- [EXERCISE PROMPT]:
Print all entries word for word.

Items listed in a dataset
══════════════════════════════

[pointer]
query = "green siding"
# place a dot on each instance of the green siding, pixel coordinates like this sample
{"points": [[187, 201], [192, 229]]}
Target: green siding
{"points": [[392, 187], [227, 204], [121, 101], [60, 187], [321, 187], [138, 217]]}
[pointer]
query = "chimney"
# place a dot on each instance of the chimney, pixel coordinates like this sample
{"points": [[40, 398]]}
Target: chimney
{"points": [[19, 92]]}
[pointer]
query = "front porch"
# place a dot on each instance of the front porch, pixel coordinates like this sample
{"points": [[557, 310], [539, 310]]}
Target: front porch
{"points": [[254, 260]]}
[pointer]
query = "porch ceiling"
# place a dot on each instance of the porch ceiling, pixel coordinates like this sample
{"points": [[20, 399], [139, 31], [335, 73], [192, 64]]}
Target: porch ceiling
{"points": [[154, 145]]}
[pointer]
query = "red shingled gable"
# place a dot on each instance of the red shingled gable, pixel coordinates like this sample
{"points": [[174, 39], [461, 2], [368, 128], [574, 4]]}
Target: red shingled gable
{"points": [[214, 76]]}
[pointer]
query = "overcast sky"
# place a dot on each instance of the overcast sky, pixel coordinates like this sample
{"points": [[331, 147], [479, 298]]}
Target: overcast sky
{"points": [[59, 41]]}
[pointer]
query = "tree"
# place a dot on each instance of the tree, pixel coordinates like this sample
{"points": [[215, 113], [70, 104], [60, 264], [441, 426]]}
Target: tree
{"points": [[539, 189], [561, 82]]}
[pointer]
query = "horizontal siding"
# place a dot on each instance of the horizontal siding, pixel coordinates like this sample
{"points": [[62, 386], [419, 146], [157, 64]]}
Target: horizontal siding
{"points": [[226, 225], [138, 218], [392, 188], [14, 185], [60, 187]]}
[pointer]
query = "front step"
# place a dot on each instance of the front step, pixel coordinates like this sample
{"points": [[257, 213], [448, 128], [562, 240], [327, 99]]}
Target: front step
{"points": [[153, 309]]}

══════════════════════════════

- [EXERCISE RESULT]:
[pointer]
query = "green siding"
# place a dot on each instance of the green siding, pixel coordinates like this sample
{"points": [[187, 201], [192, 229]]}
Target: green siding
{"points": [[392, 187], [227, 204], [121, 101], [60, 187], [321, 187], [138, 217]]}
[pointer]
query = "chimney"
# place a dot on each instance of the chimney, pixel coordinates like this sample
{"points": [[40, 398]]}
Target: chimney
{"points": [[19, 92]]}
[pointer]
query = "front porch"
# place a dot on each instance of the front porch, pixel coordinates like this sample
{"points": [[557, 310], [539, 310]]}
Target: front porch
{"points": [[254, 260]]}
[pointer]
query = "porch ceiling"
# place a dot on each instance of the porch ceiling, pixel coordinates like this sample
{"points": [[20, 399], [139, 31], [335, 73], [192, 64]]}
Target: porch ceiling
{"points": [[154, 145]]}
[pointer]
query = "red shingled gable"
# place a dot on each instance of the red shingled gable, pixel coordinates like this sample
{"points": [[174, 39], [461, 2], [368, 128], [574, 4]]}
Target: red shingled gable
{"points": [[214, 76]]}
[pointer]
query = "overcast sky"
# place a dot on each instance of the overcast sky, pixel coordinates like this sample
{"points": [[331, 147], [479, 298]]}
Target: overcast sky
{"points": [[59, 41]]}
[pointer]
query = "tree"
# place a dot on each instance of the tree, pixel coordinates like this sample
{"points": [[215, 113], [70, 104], [60, 264], [441, 426]]}
Target: tree
{"points": [[539, 189], [561, 82]]}
[pointer]
query = "horizontal siding"
# place a dot on each instance of the horizontal siding, pixel coordinates like this sample
{"points": [[62, 386], [419, 146], [157, 64]]}
Target: horizontal siding
{"points": [[226, 225], [138, 218], [392, 188], [14, 185], [60, 187]]}
[pointer]
query = "front step"
# place a dot on each instance of the front step, pixel coordinates like this sample
{"points": [[257, 213], [448, 128], [562, 240], [327, 99]]}
Target: front step
{"points": [[153, 309]]}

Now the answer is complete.